Your task is to write out all of the records once more, exactly.

Dataset entries -
__________________________________________________
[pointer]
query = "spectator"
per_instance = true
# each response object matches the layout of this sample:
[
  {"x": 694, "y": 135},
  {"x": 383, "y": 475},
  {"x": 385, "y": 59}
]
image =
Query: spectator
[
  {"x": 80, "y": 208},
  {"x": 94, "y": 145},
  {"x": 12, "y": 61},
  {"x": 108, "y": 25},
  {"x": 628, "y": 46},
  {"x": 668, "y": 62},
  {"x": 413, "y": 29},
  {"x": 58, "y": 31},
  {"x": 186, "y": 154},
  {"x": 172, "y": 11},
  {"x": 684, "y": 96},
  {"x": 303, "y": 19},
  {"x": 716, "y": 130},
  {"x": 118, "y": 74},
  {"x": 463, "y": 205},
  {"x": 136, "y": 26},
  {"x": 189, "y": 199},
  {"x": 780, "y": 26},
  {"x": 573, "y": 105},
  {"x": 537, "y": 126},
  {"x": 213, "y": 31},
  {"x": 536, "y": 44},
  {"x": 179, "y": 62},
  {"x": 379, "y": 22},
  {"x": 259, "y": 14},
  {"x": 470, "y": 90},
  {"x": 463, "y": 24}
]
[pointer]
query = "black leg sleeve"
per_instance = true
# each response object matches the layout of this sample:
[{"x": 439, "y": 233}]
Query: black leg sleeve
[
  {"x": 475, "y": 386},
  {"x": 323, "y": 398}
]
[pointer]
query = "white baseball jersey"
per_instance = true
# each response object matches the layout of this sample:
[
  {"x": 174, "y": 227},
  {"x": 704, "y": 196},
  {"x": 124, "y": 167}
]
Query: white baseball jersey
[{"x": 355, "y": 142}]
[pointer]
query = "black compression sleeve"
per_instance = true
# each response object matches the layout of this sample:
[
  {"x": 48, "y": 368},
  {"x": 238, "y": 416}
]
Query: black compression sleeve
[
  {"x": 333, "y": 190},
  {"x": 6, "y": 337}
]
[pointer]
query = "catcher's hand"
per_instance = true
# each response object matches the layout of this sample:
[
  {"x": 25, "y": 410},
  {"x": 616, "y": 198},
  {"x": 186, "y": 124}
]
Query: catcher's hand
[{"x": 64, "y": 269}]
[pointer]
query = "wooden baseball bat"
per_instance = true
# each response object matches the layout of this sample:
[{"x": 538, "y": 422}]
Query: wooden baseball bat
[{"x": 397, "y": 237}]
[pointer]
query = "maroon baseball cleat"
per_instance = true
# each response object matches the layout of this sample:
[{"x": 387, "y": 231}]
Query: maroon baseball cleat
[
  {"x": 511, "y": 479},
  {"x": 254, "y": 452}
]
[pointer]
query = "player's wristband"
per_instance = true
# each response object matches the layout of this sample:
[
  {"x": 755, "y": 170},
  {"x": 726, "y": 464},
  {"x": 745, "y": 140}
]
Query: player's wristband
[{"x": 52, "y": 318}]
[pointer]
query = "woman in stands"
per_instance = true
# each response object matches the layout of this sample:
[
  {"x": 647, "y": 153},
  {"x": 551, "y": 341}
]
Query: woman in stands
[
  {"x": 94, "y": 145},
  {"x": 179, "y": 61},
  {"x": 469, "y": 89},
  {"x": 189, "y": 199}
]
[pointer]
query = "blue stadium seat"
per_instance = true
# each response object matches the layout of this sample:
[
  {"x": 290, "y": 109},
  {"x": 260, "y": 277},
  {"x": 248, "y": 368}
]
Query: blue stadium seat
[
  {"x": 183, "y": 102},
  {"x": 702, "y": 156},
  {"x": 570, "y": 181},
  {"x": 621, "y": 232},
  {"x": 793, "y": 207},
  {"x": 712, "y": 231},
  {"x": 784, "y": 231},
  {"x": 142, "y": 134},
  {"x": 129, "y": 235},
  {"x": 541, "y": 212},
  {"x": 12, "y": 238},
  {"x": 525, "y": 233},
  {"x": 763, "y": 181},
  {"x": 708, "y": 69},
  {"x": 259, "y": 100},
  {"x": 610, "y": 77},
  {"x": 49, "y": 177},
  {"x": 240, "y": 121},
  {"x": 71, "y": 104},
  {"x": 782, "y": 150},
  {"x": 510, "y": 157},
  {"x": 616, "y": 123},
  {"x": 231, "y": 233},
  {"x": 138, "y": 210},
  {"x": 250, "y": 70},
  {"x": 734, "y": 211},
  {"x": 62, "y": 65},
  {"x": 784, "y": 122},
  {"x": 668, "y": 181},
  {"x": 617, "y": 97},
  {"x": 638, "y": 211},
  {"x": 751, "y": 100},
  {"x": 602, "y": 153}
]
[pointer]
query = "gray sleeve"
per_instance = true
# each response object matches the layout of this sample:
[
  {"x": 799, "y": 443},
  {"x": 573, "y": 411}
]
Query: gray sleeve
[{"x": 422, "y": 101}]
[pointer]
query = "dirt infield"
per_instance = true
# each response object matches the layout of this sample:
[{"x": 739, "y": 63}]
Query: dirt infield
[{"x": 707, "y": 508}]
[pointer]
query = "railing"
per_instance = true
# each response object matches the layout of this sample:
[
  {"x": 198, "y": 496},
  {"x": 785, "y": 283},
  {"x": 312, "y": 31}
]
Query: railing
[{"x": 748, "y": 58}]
__________________________________________________
Completed exercise -
[pointer]
query = "spectator"
per_instance = true
# each response object matches the layout of this sample:
[
  {"x": 694, "y": 135},
  {"x": 383, "y": 475},
  {"x": 385, "y": 59}
]
image =
Query: spectator
[
  {"x": 80, "y": 208},
  {"x": 94, "y": 145},
  {"x": 12, "y": 61},
  {"x": 108, "y": 25},
  {"x": 628, "y": 46},
  {"x": 668, "y": 62},
  {"x": 413, "y": 29},
  {"x": 58, "y": 31},
  {"x": 186, "y": 154},
  {"x": 172, "y": 11},
  {"x": 684, "y": 96},
  {"x": 303, "y": 19},
  {"x": 716, "y": 130},
  {"x": 118, "y": 74},
  {"x": 463, "y": 205},
  {"x": 136, "y": 26},
  {"x": 189, "y": 199},
  {"x": 780, "y": 26},
  {"x": 573, "y": 105},
  {"x": 537, "y": 126},
  {"x": 213, "y": 31},
  {"x": 536, "y": 44},
  {"x": 179, "y": 62},
  {"x": 379, "y": 22},
  {"x": 259, "y": 14},
  {"x": 470, "y": 90},
  {"x": 463, "y": 24}
]
[pointer]
query = "black leg sleeve"
per_instance = true
# each response object matches the layout of this sample:
[{"x": 439, "y": 233}]
Query: black leg sleeve
[
  {"x": 475, "y": 386},
  {"x": 323, "y": 398}
]
[pointer]
query = "white baseball jersey"
per_instance = true
# each response object matches the layout of this sample:
[
  {"x": 174, "y": 227},
  {"x": 704, "y": 196},
  {"x": 124, "y": 167}
]
Query: white baseball jersey
[{"x": 355, "y": 142}]
[pointer]
query = "black compression sleeve"
per_instance = true
# each response object matches the layout of this sample:
[
  {"x": 48, "y": 368},
  {"x": 238, "y": 416}
]
Query: black compression sleeve
[
  {"x": 333, "y": 190},
  {"x": 6, "y": 337}
]
[pointer]
query = "catcher's hand"
per_instance = true
# each response object matches the layout of this sample:
[
  {"x": 25, "y": 410},
  {"x": 616, "y": 198},
  {"x": 186, "y": 124}
]
Query: catcher's hand
[{"x": 64, "y": 269}]
[pointer]
query = "wooden baseball bat"
per_instance = true
# each response object matches the layout of this sample:
[{"x": 538, "y": 422}]
Query: wooden baseball bat
[{"x": 397, "y": 237}]
[pointer]
query = "maroon baseball cleat"
per_instance = true
# each response object matches the layout of this sample:
[{"x": 387, "y": 231}]
Query: maroon baseball cleat
[
  {"x": 511, "y": 479},
  {"x": 254, "y": 452}
]
[pointer]
query = "player's wristband"
per_instance = true
# each response object matches the layout of this sample:
[
  {"x": 755, "y": 170},
  {"x": 726, "y": 464},
  {"x": 745, "y": 140}
]
Query: player's wristband
[{"x": 52, "y": 318}]
[pointer]
query = "woman in stands"
per_instance = true
# each response object matches the layout of this sample:
[
  {"x": 647, "y": 153},
  {"x": 551, "y": 341}
]
Query: woman in stands
[
  {"x": 94, "y": 145},
  {"x": 179, "y": 61},
  {"x": 469, "y": 89},
  {"x": 189, "y": 199}
]
[pointer]
query = "blue stadium seat"
per_instance = true
# each response object matches the layout of this sample:
[
  {"x": 290, "y": 109},
  {"x": 260, "y": 277},
  {"x": 248, "y": 368}
]
Query: blue stadium seat
[
  {"x": 183, "y": 102},
  {"x": 702, "y": 156},
  {"x": 570, "y": 181},
  {"x": 621, "y": 232},
  {"x": 793, "y": 207},
  {"x": 712, "y": 231},
  {"x": 784, "y": 231},
  {"x": 142, "y": 134},
  {"x": 129, "y": 235},
  {"x": 541, "y": 212},
  {"x": 12, "y": 238},
  {"x": 525, "y": 233},
  {"x": 763, "y": 181},
  {"x": 708, "y": 69},
  {"x": 259, "y": 100},
  {"x": 610, "y": 77},
  {"x": 49, "y": 177},
  {"x": 240, "y": 121},
  {"x": 71, "y": 104},
  {"x": 782, "y": 150},
  {"x": 510, "y": 157},
  {"x": 616, "y": 123},
  {"x": 231, "y": 233},
  {"x": 138, "y": 210},
  {"x": 250, "y": 70},
  {"x": 734, "y": 211},
  {"x": 62, "y": 65},
  {"x": 784, "y": 122},
  {"x": 668, "y": 181},
  {"x": 617, "y": 97},
  {"x": 638, "y": 211},
  {"x": 751, "y": 100},
  {"x": 602, "y": 153}
]
[pointer]
query = "gray sleeve"
per_instance = true
# each response object matches the layout of this sample:
[
  {"x": 799, "y": 443},
  {"x": 573, "y": 411}
]
Query: gray sleeve
[{"x": 422, "y": 101}]
[pointer]
query = "dirt infield"
per_instance = true
# each response object matches the layout of this sample:
[{"x": 739, "y": 63}]
Query: dirt infield
[{"x": 707, "y": 508}]
[pointer]
query = "railing"
per_instance = true
# each response object matches the layout of this sample:
[
  {"x": 198, "y": 496},
  {"x": 785, "y": 283},
  {"x": 312, "y": 31}
]
Query: railing
[{"x": 748, "y": 58}]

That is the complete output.